■ Direction ■
Copy the records below verbatim, reproducing every line in its original order without alteration.

.....

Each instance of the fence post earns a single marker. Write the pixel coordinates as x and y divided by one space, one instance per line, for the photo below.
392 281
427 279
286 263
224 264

.....

■ Expected output ■
Each instance of the fence post earns a single marker. Write the pixel coordinates as x and y divided by one space, one instance per line, for the photo below.
392 281
427 279
286 263
224 264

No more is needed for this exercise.